● Input for this task:
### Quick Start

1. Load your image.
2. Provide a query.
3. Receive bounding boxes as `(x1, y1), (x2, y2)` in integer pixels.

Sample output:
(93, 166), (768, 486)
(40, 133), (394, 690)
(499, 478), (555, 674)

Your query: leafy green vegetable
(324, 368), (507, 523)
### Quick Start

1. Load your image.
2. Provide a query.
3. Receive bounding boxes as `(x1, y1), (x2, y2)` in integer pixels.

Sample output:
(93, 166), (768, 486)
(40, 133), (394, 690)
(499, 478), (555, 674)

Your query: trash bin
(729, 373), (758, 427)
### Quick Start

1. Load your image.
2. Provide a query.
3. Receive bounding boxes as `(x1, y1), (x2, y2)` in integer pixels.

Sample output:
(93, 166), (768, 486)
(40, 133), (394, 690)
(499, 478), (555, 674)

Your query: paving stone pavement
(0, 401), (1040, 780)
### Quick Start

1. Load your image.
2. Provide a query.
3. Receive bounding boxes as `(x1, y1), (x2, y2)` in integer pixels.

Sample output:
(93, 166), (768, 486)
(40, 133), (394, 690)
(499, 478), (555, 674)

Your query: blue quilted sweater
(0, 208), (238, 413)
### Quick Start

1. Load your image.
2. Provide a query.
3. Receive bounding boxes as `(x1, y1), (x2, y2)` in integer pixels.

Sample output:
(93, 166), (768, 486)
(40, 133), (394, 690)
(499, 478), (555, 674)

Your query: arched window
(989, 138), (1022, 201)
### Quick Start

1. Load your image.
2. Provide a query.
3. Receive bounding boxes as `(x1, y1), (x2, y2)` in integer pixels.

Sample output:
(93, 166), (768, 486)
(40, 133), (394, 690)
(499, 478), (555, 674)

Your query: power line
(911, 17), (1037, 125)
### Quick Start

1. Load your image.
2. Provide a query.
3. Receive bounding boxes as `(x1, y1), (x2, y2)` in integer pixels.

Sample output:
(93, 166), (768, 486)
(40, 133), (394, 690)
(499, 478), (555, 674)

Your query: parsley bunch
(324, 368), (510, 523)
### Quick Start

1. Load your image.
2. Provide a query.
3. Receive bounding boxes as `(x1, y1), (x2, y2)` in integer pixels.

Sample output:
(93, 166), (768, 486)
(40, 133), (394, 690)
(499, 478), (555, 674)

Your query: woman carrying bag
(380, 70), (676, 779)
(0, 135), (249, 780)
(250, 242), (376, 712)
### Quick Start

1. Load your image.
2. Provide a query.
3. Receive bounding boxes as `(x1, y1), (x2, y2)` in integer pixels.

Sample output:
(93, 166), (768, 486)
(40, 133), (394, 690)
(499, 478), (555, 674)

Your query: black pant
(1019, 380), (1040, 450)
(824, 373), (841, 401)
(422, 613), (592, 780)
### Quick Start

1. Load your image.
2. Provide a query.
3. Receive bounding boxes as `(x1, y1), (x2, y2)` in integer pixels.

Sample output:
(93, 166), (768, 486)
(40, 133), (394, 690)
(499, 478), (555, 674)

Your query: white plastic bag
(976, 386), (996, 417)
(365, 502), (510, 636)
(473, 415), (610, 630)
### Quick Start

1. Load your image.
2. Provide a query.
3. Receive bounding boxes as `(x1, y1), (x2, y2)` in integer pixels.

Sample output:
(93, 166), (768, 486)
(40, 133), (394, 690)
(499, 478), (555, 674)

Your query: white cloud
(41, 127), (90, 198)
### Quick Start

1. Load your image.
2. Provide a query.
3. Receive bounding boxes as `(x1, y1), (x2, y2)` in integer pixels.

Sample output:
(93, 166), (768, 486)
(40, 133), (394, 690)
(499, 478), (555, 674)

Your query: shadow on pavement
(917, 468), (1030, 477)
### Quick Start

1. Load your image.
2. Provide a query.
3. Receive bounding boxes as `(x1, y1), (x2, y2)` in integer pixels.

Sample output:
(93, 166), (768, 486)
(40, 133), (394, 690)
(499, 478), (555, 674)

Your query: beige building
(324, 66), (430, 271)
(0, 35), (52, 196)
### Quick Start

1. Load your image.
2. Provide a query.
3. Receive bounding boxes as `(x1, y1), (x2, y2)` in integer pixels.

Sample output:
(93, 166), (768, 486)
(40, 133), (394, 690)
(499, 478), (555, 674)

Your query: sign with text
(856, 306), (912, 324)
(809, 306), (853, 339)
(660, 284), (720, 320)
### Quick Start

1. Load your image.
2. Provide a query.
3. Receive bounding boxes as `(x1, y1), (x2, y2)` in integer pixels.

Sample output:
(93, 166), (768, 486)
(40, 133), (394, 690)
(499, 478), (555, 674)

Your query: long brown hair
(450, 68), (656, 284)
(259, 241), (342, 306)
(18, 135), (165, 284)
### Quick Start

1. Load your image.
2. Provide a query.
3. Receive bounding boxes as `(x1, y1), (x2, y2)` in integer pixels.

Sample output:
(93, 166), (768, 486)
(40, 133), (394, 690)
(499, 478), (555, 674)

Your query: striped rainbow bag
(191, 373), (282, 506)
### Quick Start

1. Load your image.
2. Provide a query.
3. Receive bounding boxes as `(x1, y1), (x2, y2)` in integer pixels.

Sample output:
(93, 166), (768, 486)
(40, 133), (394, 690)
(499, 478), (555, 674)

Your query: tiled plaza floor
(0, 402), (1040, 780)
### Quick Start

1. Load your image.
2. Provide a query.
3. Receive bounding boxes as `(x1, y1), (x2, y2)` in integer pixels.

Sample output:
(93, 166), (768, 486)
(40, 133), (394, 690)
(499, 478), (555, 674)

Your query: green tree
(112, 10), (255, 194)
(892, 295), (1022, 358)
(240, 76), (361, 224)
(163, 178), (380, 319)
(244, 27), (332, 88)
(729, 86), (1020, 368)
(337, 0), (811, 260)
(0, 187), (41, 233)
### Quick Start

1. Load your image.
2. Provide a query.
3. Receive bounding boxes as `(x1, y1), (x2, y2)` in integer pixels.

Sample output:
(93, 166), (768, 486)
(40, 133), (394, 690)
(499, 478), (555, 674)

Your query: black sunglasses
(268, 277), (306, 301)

● Problem: Convert all the lines of the items above into a Markdown table with two columns, Row and Text. Number each line, and leave out the blank ones.

● Response to this task:
| Row | Text |
|---|---|
| 1 | ### Quick Start |
| 2 | 1. Load your image. |
| 3 | 2. Provide a query. |
| 4 | 3. Receive bounding boxes as `(x1, y1), (x2, y2)` in integer pixels. |
| 5 | Sample output: |
| 6 | (93, 166), (768, 486) |
| 7 | (40, 133), (394, 690) |
| 8 | (499, 478), (555, 674) |
| 9 | Your query: leafy green vegetable |
| 10 | (324, 368), (507, 523) |
| 11 | ### Quick Start |
| 12 | 1. Load your image. |
| 13 | 2. Provide a query. |
| 14 | 3. Receive bounding boxes as `(x1, y1), (x2, y2)` in integer pixels. |
| 15 | Sample output: |
| 16 | (93, 166), (768, 486) |
| 17 | (40, 133), (394, 690) |
| 18 | (499, 478), (555, 674) |
| 19 | Your query: trash bin |
| 20 | (729, 373), (758, 427) |
| 21 | ### Quick Start |
| 22 | 1. Load your image. |
| 23 | 2. Provide a query. |
| 24 | 3. Receive bounding boxes as `(x1, y1), (x2, y2)` in integer pixels. |
| 25 | Sample output: |
| 26 | (93, 166), (768, 486) |
| 27 | (40, 133), (394, 690) |
| 28 | (499, 478), (555, 674) |
| 29 | Your query: paving stone pavement |
| 30 | (0, 401), (1040, 780) |
| 31 | ### Quick Start |
| 32 | 1. Load your image. |
| 33 | 2. Provide a query. |
| 34 | 3. Receive bounding boxes as `(x1, y1), (x2, y2)` in integer pixels. |
| 35 | Sample output: |
| 36 | (93, 166), (768, 486) |
| 37 | (40, 133), (394, 690) |
| 38 | (499, 478), (555, 674) |
| 39 | Your query: blue quilted sweater |
| 40 | (0, 208), (238, 413) |
| 41 | ### Quick Start |
| 42 | 1. Load your image. |
| 43 | 2. Provide a query. |
| 44 | 3. Receive bounding boxes as `(x1, y1), (x2, y2)` in integer pixels. |
| 45 | Sample output: |
| 46 | (93, 166), (768, 486) |
| 47 | (40, 133), (394, 690) |
| 48 | (499, 478), (555, 674) |
| 49 | Your query: arched window |
| 50 | (989, 138), (1022, 201) |
| 51 | ### Quick Start |
| 52 | 1. Load your image. |
| 53 | 2. Provide a query. |
| 54 | 3. Receive bounding boxes as `(x1, y1), (x2, y2)` in integer pixels. |
| 55 | Sample output: |
| 56 | (93, 166), (768, 486) |
| 57 | (40, 133), (394, 690) |
| 58 | (499, 478), (555, 674) |
| 59 | Your query: power line |
| 60 | (911, 17), (1037, 125) |
| 61 | ### Quick Start |
| 62 | 1. Load your image. |
| 63 | 2. Provide a query. |
| 64 | 3. Receive bounding boxes as `(x1, y1), (x2, y2)` in integer pixels. |
| 65 | Sample output: |
| 66 | (93, 166), (768, 486) |
| 67 | (40, 133), (394, 690) |
| 68 | (499, 478), (555, 674) |
| 69 | Your query: parsley bunch |
| 70 | (324, 368), (510, 523) |
| 71 | ### Quick Start |
| 72 | 1. Load your image. |
| 73 | 2. Provide a query. |
| 74 | 3. Receive bounding boxes as `(x1, y1), (x2, y2)` in integer pixels. |
| 75 | Sample output: |
| 76 | (93, 166), (768, 486) |
| 77 | (40, 133), (394, 690) |
| 78 | (499, 478), (555, 674) |
| 79 | Your query: woman carrying bag |
| 80 | (380, 70), (676, 779) |
| 81 | (0, 135), (249, 780) |
| 82 | (250, 242), (376, 712) |
| 83 | ### Quick Start |
| 84 | 1. Load your image. |
| 85 | 2. Provide a query. |
| 86 | 3. Receive bounding boxes as `(x1, y1), (x2, y2)` in integer pixels. |
| 87 | Sample output: |
| 88 | (93, 166), (768, 486) |
| 89 | (40, 133), (394, 690) |
| 90 | (499, 478), (555, 674) |
| 91 | Your query: black pant |
| 92 | (1019, 380), (1040, 450) |
| 93 | (824, 373), (841, 401) |
| 94 | (422, 613), (592, 780) |
| 95 | ### Quick Start |
| 96 | 1. Load your image. |
| 97 | 2. Provide a query. |
| 98 | 3. Receive bounding boxes as `(x1, y1), (x2, y2)` in integer pixels. |
| 99 | Sample output: |
| 100 | (93, 166), (768, 486) |
| 101 | (40, 133), (394, 690) |
| 102 | (499, 478), (555, 674) |
| 103 | Your query: white plastic bag |
| 104 | (976, 386), (996, 417) |
| 105 | (365, 502), (510, 636) |
| 106 | (473, 415), (610, 630) |
| 107 | ### Quick Start |
| 108 | 1. Load your image. |
| 109 | 2. Provide a query. |
| 110 | 3. Receive bounding boxes as `(x1, y1), (x2, y2)` in integer pixels. |
| 111 | Sample output: |
| 112 | (93, 166), (768, 486) |
| 113 | (40, 133), (394, 690) |
| 114 | (499, 478), (555, 674) |
| 115 | Your query: white cloud |
| 116 | (41, 127), (90, 198) |
| 117 | ### Quick Start |
| 118 | 1. Load your image. |
| 119 | 2. Provide a query. |
| 120 | 3. Receive bounding boxes as `(x1, y1), (x2, y2)` in integer pixels. |
| 121 | Sample output: |
| 122 | (93, 166), (768, 486) |
| 123 | (40, 133), (394, 690) |
| 124 | (499, 478), (555, 674) |
| 125 | Your query: shadow on pavement |
| 126 | (917, 468), (1030, 477) |
| 127 | ### Quick Start |
| 128 | 1. Load your image. |
| 129 | 2. Provide a query. |
| 130 | 3. Receive bounding boxes as `(x1, y1), (x2, y2)` in integer pixels. |
| 131 | Sample output: |
| 132 | (93, 166), (768, 486) |
| 133 | (40, 133), (394, 690) |
| 134 | (499, 478), (555, 674) |
| 135 | Your query: beige building |
| 136 | (324, 66), (430, 271) |
| 137 | (0, 35), (52, 196) |
| 138 | ### Quick Start |
| 139 | 1. Load your image. |
| 140 | 2. Provide a query. |
| 141 | 3. Receive bounding boxes as `(x1, y1), (x2, y2)` in integer pixels. |
| 142 | Sample output: |
| 143 | (93, 166), (768, 486) |
| 144 | (40, 133), (394, 690) |
| 145 | (499, 478), (555, 674) |
| 146 | Your query: sign with text |
| 147 | (856, 306), (912, 324) |
| 148 | (809, 306), (853, 339) |
| 149 | (660, 284), (720, 320) |
| 150 | ### Quick Start |
| 151 | 1. Load your image. |
| 152 | 2. Provide a query. |
| 153 | 3. Receive bounding boxes as `(x1, y1), (x2, y2)` in integer pixels. |
| 154 | Sample output: |
| 155 | (93, 166), (768, 486) |
| 156 | (40, 133), (394, 690) |
| 157 | (499, 478), (555, 674) |
| 158 | Your query: long brown hair |
| 159 | (450, 68), (656, 284) |
| 160 | (259, 241), (342, 306) |
| 161 | (18, 135), (165, 284) |
| 162 | ### Quick Start |
| 163 | 1. Load your image. |
| 164 | 2. Provide a query. |
| 165 | 3. Receive bounding boxes as `(x1, y1), (x2, y2)` in integer pixels. |
| 166 | Sample output: |
| 167 | (93, 166), (768, 486) |
| 168 | (40, 133), (394, 690) |
| 169 | (499, 478), (555, 674) |
| 170 | Your query: striped rainbow bag |
| 171 | (191, 373), (282, 506) |
| 172 | ### Quick Start |
| 173 | 1. Load your image. |
| 174 | 2. Provide a query. |
| 175 | 3. Receive bounding boxes as `(x1, y1), (x2, y2)` in integer pixels. |
| 176 | Sample output: |
| 177 | (93, 166), (768, 486) |
| 178 | (40, 133), (394, 690) |
| 179 | (499, 478), (555, 674) |
| 180 | Your query: tiled plaza floor |
| 181 | (0, 402), (1040, 780) |
| 182 | ### Quick Start |
| 183 | 1. Load your image. |
| 184 | 2. Provide a query. |
| 185 | 3. Receive bounding boxes as `(x1, y1), (x2, y2)` in integer pixels. |
| 186 | Sample output: |
| 187 | (93, 166), (768, 486) |
| 188 | (40, 133), (394, 690) |
| 189 | (499, 478), (555, 674) |
| 190 | Your query: green tree |
| 191 | (112, 10), (255, 194) |
| 192 | (892, 295), (1022, 358) |
| 193 | (240, 76), (361, 224) |
| 194 | (163, 178), (380, 319) |
| 195 | (244, 27), (332, 88) |
| 196 | (729, 86), (1020, 368) |
| 197 | (337, 0), (811, 260) |
| 198 | (0, 187), (41, 233) |
| 199 | ### Quick Start |
| 200 | 1. Load your image. |
| 201 | 2. Provide a query. |
| 202 | 3. Receive bounding boxes as `(x1, y1), (x2, y2)` in integer pixels. |
| 203 | Sample output: |
| 204 | (93, 166), (768, 486) |
| 205 | (40, 133), (394, 690) |
| 206 | (499, 478), (555, 674) |
| 207 | Your query: black sunglasses |
| 208 | (268, 277), (306, 301) |